Change? Analyze Total Tire Cost First


There is always considerable pressure on trucking firms to examine all significant expenses with an eye toward cost reduction.


In recent years, tire prices have escalated significantly, with some manufacturers announcing three or more increases each year over the past three years. Driven by fast rising raw material costs, more increases are expected in the next several months.

As a result, popular radial truck tires have been more expensive. Savvy fleets have long used life-cycle cost-per-mile analysis as a method to select the best performing tire brands and models for their service conditions and equipment types.

While gaining lower initial costs can be quite tempting, achieving short term savings should be analyzed thoroughly so as to avoid operational headaches and additional expenses. A basic review of the major variables that impact overall tire costs is in order.


Initial treadwear, or life expectancy of the original tread, is often cited as THE important performance criterion. A related consideration is how sensitive the tire is to variations in alignment, road surfaces and seasonal use. Ideally, tires should not require “precision” alignment beyond your shop’s ability or rotation or early removal due to marginal traction. In short, reliable and trouble-free treadwear should be the goal.

Casing durability/retreadability is usually one of the most important characteristics. A quality retread program is essential to nearly all trucking operations today.

[Provided data]

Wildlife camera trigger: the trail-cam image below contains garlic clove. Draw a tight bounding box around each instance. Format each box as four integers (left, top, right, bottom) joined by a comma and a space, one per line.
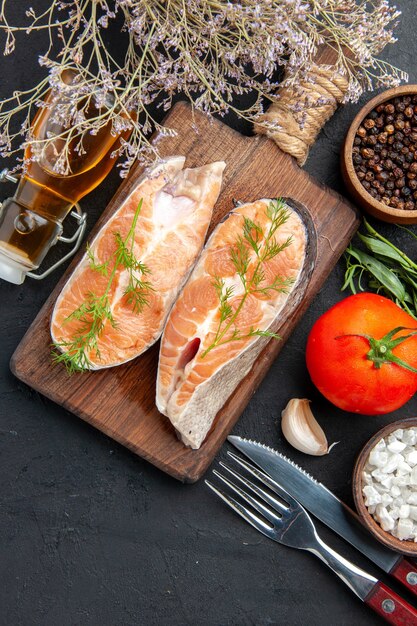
281, 398, 335, 456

[What you need to do]
• 1. In the tire cost article, what is expected to drive more tire price increases in the next several months?
• 2. Using the tire cost article, explain why fleets should analyze the short-term savings from tires with lower initial costs before switching.

[Solutions by task]
• 1. Fast rising raw material costs.

• 2. Lower initial costs can be tempting, but the short-term savings should be analyzed thoroughly to avoid operational headaches and additional expenses.